• WHAT TO DO: Except for the pictures, write out all the records that follow exactly.

[Image point grounding data]
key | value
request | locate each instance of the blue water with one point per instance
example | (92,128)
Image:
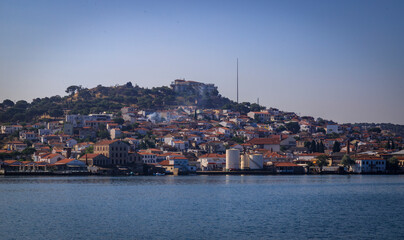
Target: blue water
(202,207)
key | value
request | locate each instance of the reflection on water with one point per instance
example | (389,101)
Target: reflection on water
(202,207)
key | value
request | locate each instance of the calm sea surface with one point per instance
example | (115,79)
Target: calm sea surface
(202,207)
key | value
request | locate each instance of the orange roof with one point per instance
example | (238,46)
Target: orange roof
(63,161)
(89,156)
(264,141)
(286,164)
(106,142)
(213,155)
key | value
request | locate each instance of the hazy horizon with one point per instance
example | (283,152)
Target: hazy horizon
(341,60)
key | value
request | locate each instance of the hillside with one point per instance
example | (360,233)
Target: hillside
(111,99)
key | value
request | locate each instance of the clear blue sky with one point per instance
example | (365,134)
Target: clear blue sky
(340,60)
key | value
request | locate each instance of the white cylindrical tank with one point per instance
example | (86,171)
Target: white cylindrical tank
(244,162)
(232,159)
(256,161)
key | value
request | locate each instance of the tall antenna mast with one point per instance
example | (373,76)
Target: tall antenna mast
(237,80)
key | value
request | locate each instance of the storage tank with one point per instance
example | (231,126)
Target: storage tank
(244,162)
(232,159)
(256,161)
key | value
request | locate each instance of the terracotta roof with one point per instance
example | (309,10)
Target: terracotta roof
(286,164)
(89,156)
(213,155)
(106,142)
(264,141)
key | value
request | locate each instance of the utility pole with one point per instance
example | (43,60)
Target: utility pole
(237,80)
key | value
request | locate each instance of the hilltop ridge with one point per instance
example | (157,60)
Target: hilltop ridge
(80,100)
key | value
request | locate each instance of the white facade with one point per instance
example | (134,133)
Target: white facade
(232,159)
(370,165)
(256,161)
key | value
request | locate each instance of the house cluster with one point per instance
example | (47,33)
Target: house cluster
(188,139)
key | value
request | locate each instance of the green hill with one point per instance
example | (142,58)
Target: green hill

• SOLUTION BELOW:
key | value
request | locate each instance of the blue water with one point per instance
example | (92,128)
Image:
Target: blue water
(202,207)
key | value
request | locate each instance of the reflection on water with one point per instance
example | (389,101)
Target: reflection on water
(202,207)
key | value
request | locate each instance of the calm sea surface with one point per instance
example | (115,79)
Target: calm sea surface
(202,207)
key | value
request | locate each instance of the orange roof with one point per instance
example | (238,46)
Target: orange roof
(63,161)
(89,156)
(264,141)
(286,164)
(106,142)
(213,155)
key | value
request | locate each instance of the hazy horizon with one point per instance
example | (283,152)
Target: hazy horizon
(341,60)
key | value
request | locate each instance of the hillside with one point per instance
example | (360,233)
Target: hillside
(111,99)
key | value
request | locate each instance of the clear blue sky with one point per instance
example | (365,134)
Target: clear blue sky
(340,60)
key | value
request | locate each instance of the white cylindrical tank with one point per instance
example | (86,171)
Target: white cylindrical tank
(244,162)
(232,159)
(256,161)
key | value
request | locate each instance of the tall antenna mast with one point per instance
example | (373,76)
Target: tall antenna mast
(237,80)
key | value
request | locate each instance of the storage tank with one point per instance
example | (231,126)
Target: storage tank
(244,162)
(232,159)
(256,161)
key | value
request | locate each instance of the terracotta roof with one point per instance
example | (309,10)
Target: terracotta roof
(286,164)
(89,156)
(213,155)
(106,142)
(264,141)
key | value
request | locate each instance of the utility pole with one point per instance
example | (43,60)
Target: utility pole
(237,80)
key | value
request | locate each instance of the hilltop ridge with one point per instance
example | (157,60)
Target: hilltop ridge
(80,100)
key | value
request | locate each instance of the white facade with one point per instance
example | (134,133)
Target: white facade
(232,159)
(370,165)
(256,161)
key | value
request | locate each instance of the house cluster with one point per instance
example | (47,33)
Target: house cluster
(188,139)
key | value
request | locate each instance of the green hill with one point per instance
example | (142,58)
Target: green hill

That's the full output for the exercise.